» **SOURCE EXTRACT**
Then in soaking up the exquisitely candy colored cinematography, intentionally erratic editing, and arthouse indie mood, I considered maybe Mockler’s cinematic concepts were so high as to be over my head. Perhaps I should fear being the minority mouth yawning disinterestedly while the majority applauds a presumably bold, yet indeterminate statement on contemporary culture.
Nah. I’m willing to say, “I don’t get it.” Because I’m not convinced “Like Me” has much worth getting in the first place.
Teenage loner Kiya is so desperate for any kind of connection that she’ll take it digitally. She is so starved for attention that she’ll grab it the quickest way anyone can. And what’s a lazier way to make your name known in the 21st century than conducting a crime spree and posting it online?
As fast as Kiya attracts anonymous affection for her gun-toting antics, YouTuber Burt Walden makes himself internet famous by posting a scathing reaction video. Burt, played by Ian Nelson over-reading his lines with all the sneering sincerity of an Adam West “Batman” villain, accuses Kiya of being a fake, insignificant, fame-obsessed nobody. Burt could not possibly be more on the money.

» **PROVIDED DATA**
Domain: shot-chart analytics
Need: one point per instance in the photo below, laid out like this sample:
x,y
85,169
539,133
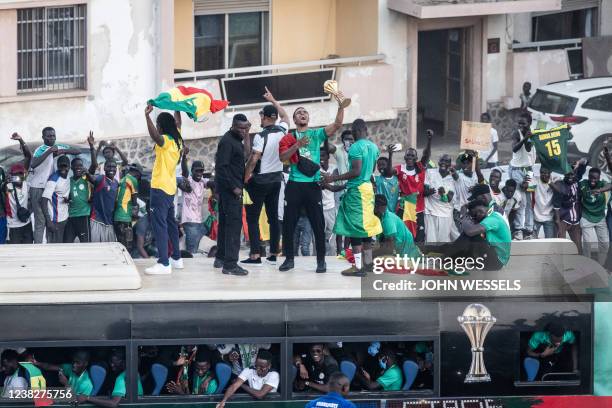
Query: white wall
x,y
122,75
393,42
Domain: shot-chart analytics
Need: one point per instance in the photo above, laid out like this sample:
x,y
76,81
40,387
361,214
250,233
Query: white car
x,y
586,105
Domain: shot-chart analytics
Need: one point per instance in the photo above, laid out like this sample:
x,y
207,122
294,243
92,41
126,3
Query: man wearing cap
x,y
263,177
304,191
126,208
193,188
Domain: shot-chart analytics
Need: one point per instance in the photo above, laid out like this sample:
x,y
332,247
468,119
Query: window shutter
x,y
203,7
572,5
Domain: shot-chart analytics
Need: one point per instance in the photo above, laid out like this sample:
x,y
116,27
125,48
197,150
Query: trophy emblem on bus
x,y
476,321
330,87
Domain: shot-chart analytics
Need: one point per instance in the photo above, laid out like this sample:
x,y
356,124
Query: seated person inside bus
x,y
260,381
315,369
14,375
556,349
203,380
118,368
73,375
391,378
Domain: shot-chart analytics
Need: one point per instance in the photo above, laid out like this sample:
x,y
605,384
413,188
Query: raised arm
x,y
124,161
282,113
332,128
25,150
178,120
153,133
427,152
185,163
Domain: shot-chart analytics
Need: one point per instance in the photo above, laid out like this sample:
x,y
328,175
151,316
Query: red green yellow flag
x,y
195,102
409,214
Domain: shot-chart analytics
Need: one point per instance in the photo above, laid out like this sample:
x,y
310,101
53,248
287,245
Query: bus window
x,y
370,366
550,354
210,369
87,372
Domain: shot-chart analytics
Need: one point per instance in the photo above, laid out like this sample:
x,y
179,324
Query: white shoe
x,y
177,263
158,269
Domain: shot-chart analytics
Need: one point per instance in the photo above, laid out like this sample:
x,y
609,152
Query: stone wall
x,y
140,149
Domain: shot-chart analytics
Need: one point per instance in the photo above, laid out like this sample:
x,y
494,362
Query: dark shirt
x,y
229,162
320,374
567,201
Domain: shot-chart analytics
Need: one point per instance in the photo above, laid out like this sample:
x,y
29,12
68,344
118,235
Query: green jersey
x,y
312,151
123,209
80,193
120,390
392,379
593,205
80,384
367,152
197,385
551,148
498,235
542,338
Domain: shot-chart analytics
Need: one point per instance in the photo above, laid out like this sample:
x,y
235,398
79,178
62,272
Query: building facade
x,y
81,65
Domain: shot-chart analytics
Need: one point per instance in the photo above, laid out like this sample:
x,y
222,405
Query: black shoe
x,y
238,270
287,265
353,271
251,261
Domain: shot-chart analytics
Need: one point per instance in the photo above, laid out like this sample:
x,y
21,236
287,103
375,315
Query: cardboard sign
x,y
475,136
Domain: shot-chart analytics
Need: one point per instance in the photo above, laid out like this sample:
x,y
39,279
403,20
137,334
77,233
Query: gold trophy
x,y
476,321
330,87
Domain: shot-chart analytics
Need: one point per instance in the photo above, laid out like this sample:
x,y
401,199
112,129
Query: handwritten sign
x,y
475,136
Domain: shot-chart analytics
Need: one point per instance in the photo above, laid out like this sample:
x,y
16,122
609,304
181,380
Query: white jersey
x,y
433,203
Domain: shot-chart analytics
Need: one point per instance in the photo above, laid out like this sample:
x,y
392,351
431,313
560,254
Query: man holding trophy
x,y
303,189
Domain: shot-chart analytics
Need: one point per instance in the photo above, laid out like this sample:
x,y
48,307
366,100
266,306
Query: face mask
x,y
373,349
383,364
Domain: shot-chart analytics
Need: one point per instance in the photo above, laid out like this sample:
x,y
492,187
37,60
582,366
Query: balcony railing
x,y
547,45
232,72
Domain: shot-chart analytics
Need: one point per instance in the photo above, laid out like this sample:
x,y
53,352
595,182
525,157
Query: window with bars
x,y
51,48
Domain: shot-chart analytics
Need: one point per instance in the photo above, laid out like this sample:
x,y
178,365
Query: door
x,y
455,58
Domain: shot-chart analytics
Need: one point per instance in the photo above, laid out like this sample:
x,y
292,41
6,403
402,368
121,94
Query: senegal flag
x,y
409,213
195,102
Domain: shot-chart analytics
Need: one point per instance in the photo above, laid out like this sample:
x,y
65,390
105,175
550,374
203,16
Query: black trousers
x,y
21,235
307,196
473,247
230,224
77,227
263,193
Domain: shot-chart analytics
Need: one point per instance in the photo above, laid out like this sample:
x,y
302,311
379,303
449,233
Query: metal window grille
x,y
51,49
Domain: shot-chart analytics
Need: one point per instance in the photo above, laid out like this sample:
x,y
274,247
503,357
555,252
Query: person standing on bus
x,y
355,218
260,381
41,168
168,148
339,386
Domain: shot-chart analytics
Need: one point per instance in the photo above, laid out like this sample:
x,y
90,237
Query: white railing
x,y
194,76
538,45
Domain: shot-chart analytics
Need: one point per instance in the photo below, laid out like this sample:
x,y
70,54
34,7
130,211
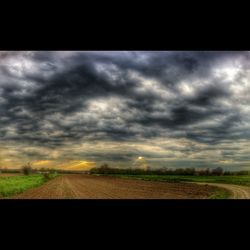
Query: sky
x,y
80,109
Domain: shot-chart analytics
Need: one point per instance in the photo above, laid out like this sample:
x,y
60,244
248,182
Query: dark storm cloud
x,y
37,87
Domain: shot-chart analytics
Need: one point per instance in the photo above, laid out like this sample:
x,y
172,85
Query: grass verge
x,y
17,184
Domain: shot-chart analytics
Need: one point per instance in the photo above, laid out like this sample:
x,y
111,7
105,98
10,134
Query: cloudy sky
x,y
76,110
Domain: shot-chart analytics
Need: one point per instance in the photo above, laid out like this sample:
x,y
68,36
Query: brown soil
x,y
97,187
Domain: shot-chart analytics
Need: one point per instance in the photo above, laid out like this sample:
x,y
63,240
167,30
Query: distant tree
x,y
217,171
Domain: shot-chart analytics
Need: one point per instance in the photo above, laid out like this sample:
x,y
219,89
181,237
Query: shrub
x,y
27,169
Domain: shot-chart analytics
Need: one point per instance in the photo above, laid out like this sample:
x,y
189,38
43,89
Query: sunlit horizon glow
x,y
77,110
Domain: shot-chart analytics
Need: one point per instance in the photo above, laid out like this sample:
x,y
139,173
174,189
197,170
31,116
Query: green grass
x,y
17,184
220,193
237,180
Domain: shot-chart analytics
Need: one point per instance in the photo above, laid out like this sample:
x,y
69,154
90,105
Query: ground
x,y
103,187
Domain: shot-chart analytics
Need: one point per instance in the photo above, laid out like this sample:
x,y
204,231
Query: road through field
x,y
236,191
102,187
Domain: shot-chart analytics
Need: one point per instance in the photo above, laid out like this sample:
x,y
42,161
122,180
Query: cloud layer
x,y
173,108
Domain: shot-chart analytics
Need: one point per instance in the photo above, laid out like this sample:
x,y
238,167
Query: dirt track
x,y
93,187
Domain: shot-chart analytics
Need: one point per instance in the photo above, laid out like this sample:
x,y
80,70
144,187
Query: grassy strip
x,y
17,184
220,193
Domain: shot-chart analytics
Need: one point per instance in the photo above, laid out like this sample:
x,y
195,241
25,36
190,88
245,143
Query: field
x,y
105,187
11,184
122,186
236,180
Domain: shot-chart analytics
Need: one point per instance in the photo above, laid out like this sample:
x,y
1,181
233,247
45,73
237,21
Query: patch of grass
x,y
220,193
17,184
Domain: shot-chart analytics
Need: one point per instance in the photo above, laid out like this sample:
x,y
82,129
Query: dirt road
x,y
236,191
100,187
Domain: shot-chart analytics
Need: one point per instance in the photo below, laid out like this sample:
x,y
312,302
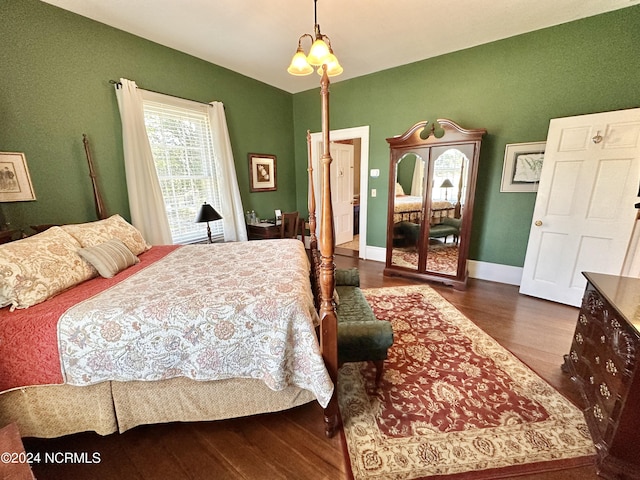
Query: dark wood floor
x,y
291,444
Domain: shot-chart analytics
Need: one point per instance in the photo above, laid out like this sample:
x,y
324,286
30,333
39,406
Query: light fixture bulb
x,y
299,65
333,66
318,53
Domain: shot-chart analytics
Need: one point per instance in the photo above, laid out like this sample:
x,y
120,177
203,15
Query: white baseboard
x,y
493,272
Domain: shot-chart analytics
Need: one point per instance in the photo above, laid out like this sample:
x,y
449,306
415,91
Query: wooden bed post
x,y
313,239
328,319
100,210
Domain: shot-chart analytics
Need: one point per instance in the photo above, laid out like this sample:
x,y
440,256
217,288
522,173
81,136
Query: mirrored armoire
x,y
432,181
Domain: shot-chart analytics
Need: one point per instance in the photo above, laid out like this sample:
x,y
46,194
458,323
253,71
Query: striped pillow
x,y
109,257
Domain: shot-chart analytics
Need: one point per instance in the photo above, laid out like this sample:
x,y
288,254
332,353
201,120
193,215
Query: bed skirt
x,y
108,407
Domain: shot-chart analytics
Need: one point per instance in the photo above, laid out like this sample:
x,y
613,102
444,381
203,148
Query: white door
x,y
584,213
342,191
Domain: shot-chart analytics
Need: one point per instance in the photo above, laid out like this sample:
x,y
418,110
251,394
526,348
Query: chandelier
x,y
320,53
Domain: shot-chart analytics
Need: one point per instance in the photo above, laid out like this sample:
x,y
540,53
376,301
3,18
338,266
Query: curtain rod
x,y
119,84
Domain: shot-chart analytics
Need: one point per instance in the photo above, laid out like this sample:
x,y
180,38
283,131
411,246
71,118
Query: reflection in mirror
x,y
448,196
408,210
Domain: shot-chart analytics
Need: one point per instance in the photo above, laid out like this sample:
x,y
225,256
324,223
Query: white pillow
x,y
109,257
38,267
94,233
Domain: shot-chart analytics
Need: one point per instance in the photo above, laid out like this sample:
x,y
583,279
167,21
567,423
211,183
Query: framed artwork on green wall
x,y
15,182
262,172
522,167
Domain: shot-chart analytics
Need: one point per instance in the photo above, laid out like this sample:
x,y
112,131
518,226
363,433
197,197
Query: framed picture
x,y
522,167
15,182
262,172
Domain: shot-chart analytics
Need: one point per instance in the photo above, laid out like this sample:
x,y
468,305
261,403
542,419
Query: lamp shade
x,y
299,65
207,214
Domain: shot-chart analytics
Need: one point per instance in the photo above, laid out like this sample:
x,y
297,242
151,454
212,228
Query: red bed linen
x,y
29,352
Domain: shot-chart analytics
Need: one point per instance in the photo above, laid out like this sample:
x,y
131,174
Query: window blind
x,y
180,140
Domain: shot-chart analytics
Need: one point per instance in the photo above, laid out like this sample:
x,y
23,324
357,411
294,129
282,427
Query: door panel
x,y
584,213
342,191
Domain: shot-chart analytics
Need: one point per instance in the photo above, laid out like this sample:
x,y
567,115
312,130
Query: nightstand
x,y
263,231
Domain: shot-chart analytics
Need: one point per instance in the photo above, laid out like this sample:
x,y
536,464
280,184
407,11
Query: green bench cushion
x,y
361,336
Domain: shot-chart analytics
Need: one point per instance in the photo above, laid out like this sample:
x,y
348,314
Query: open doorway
x,y
346,154
359,138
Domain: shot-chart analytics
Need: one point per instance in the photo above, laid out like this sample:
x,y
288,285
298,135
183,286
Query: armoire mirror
x,y
432,181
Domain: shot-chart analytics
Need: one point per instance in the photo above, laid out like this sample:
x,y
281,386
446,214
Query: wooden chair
x,y
290,225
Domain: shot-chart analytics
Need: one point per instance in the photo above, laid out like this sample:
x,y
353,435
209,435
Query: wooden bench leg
x,y
379,367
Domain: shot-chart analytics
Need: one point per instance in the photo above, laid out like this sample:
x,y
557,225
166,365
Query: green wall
x,y
511,87
54,86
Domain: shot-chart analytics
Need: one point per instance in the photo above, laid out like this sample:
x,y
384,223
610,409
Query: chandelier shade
x,y
320,54
299,64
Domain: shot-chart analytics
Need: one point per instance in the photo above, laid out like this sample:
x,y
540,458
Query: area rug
x,y
452,402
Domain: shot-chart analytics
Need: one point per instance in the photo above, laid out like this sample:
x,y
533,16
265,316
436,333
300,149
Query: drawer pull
x,y
597,412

» **WHAT TO DO**
1. Please list every person or character named in the film review.
2. Write the next part of the film review, starting after its last sentence.
The records come from a separate source.

» **RESPONSE LIST**
1. Mockler, Kiya, Burt Walden, Ian Nelson, Adam West

2.
Much like the overall movie, Kiya can’t find the meaning in her life because there isn’t any to be found. Claiming to be just 17, the audience learns nothing about Kiya’s origins. Maybe she was orphaned. Maybe she was abused. Maybe she was bullied. Maybe there aren’t any convenient hints to explain how/why she became the sociopath she is.
But “Like Me” is predominantly a character study. And in the absence of any construct for sympathy, understanding, or motivation, the character it is studying is only a plain shell pushing plotlines without developing any discernibly complex personality at all.
Burt’s berating drives Kiya to step up the sadism. Her next step involves seducing a lonely motel manager before tying him up and taking him captive. Whatever Kiya does next depends on what she is dared, and how far she is willing to go to impress an intangible audience that is mostly an ideal in her mind.
“Like Me’s” rant on social media has mostly a “look, see!” mentality. Material integrated into the story consists of observation of abhorrent actions and reactions with next to no actual analysis or conclusion about the content in question. It’s like a comedian starting a bit with, “did you ever notice?” and then never following through with a punchline.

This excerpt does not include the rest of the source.